> **Objective**: Gather every line in the listing below that contains the word "large" and copy each one unchanged.

> **Location identification entries**:

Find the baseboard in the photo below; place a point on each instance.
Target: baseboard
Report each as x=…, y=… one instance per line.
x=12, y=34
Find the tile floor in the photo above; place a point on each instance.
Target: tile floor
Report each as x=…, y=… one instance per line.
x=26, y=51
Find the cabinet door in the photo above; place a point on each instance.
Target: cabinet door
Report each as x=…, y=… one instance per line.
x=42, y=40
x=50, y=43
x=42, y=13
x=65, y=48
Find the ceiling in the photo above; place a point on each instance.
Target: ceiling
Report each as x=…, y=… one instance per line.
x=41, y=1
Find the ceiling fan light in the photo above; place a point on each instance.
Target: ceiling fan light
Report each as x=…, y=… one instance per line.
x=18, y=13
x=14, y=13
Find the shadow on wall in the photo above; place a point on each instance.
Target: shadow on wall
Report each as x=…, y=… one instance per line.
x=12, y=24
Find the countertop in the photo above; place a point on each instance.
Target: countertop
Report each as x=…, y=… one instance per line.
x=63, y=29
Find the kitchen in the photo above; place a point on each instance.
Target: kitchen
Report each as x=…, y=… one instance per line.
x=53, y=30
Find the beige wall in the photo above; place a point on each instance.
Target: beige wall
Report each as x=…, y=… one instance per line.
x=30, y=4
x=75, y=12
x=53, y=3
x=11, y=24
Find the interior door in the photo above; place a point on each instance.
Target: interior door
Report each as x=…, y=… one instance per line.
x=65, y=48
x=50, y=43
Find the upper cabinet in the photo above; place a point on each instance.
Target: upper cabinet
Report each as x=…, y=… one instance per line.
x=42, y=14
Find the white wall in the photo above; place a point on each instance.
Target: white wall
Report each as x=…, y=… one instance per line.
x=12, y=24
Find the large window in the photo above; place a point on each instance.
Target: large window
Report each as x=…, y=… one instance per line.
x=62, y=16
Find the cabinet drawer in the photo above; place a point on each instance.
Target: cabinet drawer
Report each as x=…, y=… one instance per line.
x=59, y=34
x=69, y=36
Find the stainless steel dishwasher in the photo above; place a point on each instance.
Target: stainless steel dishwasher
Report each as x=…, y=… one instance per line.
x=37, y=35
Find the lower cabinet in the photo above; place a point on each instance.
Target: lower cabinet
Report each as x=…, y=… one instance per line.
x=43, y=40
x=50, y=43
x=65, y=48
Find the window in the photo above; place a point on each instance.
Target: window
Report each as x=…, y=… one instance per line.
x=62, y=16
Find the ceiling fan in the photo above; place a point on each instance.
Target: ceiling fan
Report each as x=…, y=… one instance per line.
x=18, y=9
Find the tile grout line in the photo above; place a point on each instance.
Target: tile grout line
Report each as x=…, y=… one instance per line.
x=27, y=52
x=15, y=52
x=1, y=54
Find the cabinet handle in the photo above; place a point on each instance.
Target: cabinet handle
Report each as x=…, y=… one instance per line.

* * *

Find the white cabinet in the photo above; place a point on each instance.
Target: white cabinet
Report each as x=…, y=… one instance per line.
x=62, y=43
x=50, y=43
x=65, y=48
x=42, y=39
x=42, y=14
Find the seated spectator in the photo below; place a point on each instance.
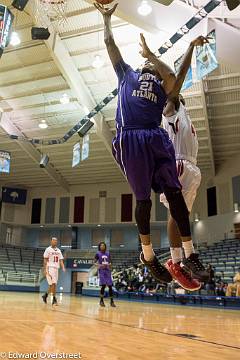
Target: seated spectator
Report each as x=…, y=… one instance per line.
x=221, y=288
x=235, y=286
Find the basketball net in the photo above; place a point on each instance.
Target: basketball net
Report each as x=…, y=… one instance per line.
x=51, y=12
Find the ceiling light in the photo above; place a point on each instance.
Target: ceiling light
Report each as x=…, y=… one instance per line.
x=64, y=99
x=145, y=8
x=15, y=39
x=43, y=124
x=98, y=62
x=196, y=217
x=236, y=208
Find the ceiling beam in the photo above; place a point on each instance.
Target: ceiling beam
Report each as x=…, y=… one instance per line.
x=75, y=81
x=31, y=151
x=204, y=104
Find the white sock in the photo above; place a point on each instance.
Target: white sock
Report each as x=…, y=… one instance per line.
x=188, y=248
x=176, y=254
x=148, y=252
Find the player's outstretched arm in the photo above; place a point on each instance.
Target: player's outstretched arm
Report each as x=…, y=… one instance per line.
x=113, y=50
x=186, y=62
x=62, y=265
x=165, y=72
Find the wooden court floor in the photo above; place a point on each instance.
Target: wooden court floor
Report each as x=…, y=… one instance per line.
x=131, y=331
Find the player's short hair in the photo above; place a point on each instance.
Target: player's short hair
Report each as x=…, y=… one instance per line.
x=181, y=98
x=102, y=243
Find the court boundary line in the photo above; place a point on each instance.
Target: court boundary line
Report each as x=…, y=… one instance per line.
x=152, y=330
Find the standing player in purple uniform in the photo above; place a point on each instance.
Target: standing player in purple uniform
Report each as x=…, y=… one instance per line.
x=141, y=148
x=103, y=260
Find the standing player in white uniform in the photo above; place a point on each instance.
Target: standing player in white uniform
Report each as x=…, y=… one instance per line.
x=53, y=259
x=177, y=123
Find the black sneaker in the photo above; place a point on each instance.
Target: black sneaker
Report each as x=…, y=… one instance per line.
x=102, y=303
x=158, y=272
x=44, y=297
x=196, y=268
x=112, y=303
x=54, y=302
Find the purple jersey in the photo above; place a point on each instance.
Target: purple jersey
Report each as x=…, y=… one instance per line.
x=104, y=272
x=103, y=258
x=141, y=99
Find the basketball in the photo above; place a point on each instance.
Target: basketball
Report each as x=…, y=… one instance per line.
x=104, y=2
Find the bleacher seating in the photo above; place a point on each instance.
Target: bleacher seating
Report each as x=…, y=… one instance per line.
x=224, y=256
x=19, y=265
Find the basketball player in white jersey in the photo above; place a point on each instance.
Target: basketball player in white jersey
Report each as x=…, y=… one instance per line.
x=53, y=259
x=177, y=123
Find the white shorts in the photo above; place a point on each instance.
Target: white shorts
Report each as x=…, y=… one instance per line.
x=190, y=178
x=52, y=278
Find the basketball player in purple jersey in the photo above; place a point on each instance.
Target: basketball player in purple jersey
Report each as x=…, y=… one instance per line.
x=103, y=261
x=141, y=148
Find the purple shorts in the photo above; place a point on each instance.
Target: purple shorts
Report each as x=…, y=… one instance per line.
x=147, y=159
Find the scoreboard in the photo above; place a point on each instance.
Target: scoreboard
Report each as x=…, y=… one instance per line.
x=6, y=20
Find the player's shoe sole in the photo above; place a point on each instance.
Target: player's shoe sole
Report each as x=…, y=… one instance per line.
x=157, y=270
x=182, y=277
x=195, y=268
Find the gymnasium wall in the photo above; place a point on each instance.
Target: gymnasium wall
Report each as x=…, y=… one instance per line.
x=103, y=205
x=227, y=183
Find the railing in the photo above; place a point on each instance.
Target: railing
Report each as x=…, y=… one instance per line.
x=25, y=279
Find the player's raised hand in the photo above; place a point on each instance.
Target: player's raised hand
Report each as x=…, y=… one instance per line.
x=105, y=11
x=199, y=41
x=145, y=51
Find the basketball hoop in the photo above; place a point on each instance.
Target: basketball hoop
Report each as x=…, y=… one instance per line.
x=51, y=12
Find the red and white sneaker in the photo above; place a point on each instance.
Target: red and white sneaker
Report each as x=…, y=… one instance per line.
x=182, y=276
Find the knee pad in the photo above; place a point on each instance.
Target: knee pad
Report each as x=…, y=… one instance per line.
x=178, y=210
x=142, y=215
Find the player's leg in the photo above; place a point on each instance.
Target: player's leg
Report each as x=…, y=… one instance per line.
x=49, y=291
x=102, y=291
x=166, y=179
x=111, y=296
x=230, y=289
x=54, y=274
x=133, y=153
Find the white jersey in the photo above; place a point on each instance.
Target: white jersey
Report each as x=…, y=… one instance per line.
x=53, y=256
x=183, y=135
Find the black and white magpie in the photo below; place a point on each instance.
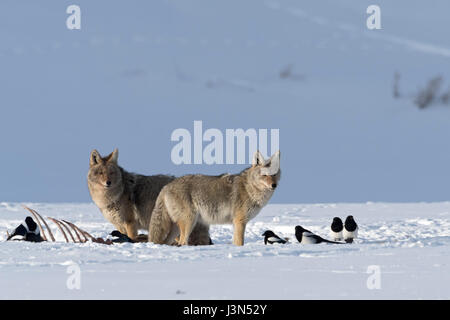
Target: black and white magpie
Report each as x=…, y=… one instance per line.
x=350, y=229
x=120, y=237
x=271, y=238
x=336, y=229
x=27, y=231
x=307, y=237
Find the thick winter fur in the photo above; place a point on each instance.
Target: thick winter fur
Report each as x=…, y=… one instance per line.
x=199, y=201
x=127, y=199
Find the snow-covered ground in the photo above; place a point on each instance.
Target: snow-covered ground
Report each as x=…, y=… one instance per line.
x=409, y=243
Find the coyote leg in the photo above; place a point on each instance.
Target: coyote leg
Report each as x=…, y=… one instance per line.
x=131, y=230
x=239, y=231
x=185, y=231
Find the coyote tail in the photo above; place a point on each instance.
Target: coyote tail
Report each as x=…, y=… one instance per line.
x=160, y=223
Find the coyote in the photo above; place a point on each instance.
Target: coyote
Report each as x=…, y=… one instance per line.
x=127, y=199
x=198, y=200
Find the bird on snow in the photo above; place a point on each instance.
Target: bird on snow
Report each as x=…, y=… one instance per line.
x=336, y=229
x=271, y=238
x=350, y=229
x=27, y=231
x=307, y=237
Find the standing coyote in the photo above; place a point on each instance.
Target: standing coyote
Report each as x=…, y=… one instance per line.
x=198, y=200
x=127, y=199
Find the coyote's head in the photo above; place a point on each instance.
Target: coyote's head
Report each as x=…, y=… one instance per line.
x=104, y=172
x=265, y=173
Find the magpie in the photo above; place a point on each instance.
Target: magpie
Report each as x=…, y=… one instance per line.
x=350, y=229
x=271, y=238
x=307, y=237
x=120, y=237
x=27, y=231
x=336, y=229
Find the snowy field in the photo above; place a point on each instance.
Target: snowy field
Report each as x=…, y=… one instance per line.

> **Written solution**:
Find the large window in the photo above; place a point on each instance.
Target: large window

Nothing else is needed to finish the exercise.